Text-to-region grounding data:
┌──

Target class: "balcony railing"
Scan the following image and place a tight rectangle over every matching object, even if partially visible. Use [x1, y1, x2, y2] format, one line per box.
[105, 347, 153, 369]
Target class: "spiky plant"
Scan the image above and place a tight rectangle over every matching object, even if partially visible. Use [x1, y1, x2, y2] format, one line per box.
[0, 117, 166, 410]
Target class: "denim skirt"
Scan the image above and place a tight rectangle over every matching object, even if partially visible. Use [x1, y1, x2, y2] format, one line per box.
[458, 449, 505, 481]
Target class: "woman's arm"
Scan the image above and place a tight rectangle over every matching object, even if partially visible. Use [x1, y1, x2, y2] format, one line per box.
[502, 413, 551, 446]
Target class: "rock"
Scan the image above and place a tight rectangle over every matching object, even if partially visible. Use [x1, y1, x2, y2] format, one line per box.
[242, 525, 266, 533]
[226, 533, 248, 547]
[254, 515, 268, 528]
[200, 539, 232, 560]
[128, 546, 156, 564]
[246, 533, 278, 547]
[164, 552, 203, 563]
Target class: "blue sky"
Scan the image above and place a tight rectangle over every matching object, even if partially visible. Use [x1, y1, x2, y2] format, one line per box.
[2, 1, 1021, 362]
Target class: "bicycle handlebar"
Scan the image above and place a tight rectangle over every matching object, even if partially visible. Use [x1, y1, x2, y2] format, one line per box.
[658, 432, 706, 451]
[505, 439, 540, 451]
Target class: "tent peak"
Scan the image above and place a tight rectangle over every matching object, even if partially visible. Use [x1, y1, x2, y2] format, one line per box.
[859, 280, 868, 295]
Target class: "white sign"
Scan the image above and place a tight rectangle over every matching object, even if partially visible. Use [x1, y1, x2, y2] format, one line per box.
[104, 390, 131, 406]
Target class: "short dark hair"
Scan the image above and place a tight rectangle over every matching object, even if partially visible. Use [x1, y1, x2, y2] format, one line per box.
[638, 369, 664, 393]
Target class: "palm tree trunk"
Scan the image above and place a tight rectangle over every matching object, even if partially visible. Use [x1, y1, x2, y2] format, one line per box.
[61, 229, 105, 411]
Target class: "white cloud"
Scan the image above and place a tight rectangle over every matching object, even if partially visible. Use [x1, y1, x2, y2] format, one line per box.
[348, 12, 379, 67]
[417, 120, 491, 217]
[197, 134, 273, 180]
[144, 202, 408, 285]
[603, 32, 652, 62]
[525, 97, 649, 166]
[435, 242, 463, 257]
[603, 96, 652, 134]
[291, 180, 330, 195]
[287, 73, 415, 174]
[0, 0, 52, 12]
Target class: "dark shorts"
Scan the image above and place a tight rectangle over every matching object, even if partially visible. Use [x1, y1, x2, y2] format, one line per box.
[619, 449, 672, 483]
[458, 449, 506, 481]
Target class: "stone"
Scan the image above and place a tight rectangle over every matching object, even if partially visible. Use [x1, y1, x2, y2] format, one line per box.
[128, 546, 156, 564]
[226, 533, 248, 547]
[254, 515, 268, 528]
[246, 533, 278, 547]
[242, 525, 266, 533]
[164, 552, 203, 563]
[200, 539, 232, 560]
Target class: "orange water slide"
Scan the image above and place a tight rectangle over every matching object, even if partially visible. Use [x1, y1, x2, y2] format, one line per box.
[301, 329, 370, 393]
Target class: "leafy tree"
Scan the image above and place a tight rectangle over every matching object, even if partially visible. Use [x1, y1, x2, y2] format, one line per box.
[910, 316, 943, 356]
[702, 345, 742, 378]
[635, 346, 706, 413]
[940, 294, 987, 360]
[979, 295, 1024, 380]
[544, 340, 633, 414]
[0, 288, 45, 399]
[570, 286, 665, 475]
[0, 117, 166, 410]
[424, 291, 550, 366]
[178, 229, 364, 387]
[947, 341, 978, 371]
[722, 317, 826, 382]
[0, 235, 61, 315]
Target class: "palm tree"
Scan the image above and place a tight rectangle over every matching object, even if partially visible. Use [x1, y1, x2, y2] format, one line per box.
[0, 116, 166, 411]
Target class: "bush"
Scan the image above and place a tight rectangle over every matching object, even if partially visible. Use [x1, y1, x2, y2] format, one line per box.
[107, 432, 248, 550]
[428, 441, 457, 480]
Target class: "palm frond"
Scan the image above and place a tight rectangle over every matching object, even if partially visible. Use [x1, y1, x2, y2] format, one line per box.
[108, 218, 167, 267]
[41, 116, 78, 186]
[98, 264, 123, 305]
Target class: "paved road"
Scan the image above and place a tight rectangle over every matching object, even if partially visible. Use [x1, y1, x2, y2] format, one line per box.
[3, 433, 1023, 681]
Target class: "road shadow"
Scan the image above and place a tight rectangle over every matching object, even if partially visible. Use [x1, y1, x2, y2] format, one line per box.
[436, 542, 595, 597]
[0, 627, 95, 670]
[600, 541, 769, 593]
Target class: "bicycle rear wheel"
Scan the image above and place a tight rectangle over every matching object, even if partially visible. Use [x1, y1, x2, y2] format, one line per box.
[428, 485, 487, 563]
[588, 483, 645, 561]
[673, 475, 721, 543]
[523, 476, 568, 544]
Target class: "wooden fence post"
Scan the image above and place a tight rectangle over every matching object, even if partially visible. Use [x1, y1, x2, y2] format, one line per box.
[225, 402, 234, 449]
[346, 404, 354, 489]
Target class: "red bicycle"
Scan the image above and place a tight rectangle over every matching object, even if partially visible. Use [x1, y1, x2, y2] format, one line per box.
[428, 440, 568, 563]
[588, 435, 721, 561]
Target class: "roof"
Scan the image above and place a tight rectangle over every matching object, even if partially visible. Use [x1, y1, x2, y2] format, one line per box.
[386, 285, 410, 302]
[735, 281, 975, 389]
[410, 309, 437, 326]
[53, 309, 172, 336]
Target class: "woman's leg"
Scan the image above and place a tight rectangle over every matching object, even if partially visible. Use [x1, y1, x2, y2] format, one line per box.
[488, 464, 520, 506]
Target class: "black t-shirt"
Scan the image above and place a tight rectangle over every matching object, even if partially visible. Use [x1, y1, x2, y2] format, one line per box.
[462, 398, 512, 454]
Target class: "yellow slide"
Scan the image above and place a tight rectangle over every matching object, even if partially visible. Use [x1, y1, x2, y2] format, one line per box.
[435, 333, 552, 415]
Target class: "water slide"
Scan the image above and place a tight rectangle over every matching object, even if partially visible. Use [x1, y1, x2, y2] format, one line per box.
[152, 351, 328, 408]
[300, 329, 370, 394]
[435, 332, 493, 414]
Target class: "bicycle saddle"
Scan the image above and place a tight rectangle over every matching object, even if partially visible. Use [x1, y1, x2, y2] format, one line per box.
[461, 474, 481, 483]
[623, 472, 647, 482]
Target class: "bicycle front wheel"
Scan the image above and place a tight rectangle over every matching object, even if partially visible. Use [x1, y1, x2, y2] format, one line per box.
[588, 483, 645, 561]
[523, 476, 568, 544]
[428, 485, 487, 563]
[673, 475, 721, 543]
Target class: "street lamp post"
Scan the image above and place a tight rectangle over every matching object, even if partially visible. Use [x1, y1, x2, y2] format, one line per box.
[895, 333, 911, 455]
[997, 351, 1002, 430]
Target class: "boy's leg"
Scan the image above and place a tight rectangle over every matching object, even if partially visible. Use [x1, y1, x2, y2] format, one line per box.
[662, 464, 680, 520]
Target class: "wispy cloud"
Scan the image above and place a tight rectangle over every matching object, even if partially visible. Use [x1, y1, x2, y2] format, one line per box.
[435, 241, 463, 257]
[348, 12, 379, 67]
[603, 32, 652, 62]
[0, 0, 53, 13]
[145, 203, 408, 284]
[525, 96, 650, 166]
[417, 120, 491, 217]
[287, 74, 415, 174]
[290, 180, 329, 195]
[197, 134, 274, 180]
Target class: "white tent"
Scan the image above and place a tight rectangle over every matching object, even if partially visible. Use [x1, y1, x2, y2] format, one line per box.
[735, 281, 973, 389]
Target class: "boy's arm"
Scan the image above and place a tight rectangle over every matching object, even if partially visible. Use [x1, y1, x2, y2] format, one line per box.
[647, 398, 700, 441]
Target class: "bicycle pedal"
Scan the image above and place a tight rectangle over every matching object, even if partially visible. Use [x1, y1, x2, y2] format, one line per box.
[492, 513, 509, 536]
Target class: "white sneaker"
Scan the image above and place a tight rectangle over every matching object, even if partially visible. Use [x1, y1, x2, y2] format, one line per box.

└──

Read through the entries above and copy each line that has the string "palm" in it.

Target class: "palm tree trunk"
Target class: "palm tree"
Target class: "palm frond"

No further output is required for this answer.